■ What you will do ■
Below is a block of entries; repeat exactly the lines starting at the line that contains "Target: rope stanchion" and ending at the line that contains "Target: white uniform jacket", both included.

Records from a collection:
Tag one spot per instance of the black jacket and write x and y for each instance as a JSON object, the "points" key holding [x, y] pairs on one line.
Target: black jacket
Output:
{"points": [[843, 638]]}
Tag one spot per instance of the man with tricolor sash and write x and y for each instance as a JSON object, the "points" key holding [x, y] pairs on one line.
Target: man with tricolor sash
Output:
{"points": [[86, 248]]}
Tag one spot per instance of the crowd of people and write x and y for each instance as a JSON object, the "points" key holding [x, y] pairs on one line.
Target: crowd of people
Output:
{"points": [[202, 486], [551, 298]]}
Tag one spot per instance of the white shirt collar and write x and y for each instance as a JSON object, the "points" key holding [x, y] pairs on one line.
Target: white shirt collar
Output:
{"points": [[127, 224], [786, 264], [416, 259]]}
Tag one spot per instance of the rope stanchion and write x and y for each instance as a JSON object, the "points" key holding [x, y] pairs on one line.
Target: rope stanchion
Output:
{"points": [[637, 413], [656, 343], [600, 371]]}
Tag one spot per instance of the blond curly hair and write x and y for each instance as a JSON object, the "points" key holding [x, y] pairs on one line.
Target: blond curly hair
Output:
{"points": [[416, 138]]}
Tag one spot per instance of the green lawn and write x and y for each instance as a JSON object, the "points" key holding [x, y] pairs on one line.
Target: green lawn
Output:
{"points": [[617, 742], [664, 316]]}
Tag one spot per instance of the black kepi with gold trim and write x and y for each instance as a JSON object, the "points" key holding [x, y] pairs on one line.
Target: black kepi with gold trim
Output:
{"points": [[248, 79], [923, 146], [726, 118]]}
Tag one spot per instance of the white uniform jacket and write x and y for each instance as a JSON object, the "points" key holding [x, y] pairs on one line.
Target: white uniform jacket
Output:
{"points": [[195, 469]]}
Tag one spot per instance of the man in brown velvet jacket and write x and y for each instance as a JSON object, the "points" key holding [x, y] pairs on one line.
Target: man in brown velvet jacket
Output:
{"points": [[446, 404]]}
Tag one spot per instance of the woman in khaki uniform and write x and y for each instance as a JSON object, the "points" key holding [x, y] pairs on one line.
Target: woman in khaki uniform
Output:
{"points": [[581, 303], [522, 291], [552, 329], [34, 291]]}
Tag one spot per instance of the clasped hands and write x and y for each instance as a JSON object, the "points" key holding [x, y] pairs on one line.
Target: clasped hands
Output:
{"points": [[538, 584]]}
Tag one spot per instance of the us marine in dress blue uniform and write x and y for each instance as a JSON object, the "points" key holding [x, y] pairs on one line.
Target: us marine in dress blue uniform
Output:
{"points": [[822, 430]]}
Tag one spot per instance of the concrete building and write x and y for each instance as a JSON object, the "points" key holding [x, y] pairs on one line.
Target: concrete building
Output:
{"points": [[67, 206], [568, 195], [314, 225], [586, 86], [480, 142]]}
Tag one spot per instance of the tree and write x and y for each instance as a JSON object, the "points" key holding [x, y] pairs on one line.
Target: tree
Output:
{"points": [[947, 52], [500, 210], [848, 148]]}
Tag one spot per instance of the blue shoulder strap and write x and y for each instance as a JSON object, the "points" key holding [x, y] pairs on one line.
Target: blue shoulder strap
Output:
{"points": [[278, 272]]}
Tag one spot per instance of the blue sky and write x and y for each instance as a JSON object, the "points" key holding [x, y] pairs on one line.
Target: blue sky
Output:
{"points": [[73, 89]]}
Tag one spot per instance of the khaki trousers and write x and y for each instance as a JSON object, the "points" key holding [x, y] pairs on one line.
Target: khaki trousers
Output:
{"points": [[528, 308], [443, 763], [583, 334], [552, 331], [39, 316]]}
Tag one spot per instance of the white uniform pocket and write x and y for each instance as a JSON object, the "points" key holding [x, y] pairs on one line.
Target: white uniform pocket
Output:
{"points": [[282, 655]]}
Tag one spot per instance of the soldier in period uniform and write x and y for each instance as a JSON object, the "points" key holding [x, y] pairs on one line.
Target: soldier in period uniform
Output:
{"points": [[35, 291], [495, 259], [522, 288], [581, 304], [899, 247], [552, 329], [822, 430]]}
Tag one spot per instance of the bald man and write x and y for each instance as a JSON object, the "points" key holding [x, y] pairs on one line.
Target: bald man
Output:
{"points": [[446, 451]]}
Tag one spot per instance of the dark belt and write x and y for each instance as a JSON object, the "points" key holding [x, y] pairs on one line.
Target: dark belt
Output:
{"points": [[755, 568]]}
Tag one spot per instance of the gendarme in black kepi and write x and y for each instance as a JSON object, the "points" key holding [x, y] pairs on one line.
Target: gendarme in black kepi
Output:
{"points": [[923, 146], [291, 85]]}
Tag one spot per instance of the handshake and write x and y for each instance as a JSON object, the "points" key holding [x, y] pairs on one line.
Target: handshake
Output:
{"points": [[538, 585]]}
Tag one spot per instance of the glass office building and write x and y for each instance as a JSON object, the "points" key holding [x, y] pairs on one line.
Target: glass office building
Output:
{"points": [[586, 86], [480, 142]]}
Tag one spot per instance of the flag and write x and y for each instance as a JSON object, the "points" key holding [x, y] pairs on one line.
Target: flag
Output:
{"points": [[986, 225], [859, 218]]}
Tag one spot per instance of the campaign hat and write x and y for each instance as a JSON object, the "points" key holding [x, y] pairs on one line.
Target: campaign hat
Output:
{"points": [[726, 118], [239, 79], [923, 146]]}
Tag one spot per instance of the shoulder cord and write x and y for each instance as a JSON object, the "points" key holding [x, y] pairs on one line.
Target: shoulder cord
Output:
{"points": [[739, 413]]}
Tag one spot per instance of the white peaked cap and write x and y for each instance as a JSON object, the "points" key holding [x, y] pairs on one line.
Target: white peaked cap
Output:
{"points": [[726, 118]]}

■ Completed task ■
Target: rope stanchion
Output:
{"points": [[637, 413], [656, 343], [600, 371]]}
Tag one spot per instance of the blond curly hair and write x and y for each instance as a JSON object, the "points" key holding [x, y] pairs on one line.
Target: blond curly hair
Output:
{"points": [[416, 138]]}
Tag one spot per instance of the green lawn and write x and y for each instance as a JSON object, the "points" key holding [x, y] pairs on one line.
Target: green lawn
Output:
{"points": [[617, 742], [664, 316]]}
Tag one spot per instance of the black kepi with gold trim and write x and y for each instance as a JSON object, the "points" key holding [x, y] pairs on one line.
Target: black kepi with gold trim
Output:
{"points": [[248, 79], [923, 146], [726, 118]]}
Tag one spot per instance of the white uniform jacket and write x and y for each instance as a JSON object, the "points" key holding [x, y] pairs on one line.
Target: white uniform jacket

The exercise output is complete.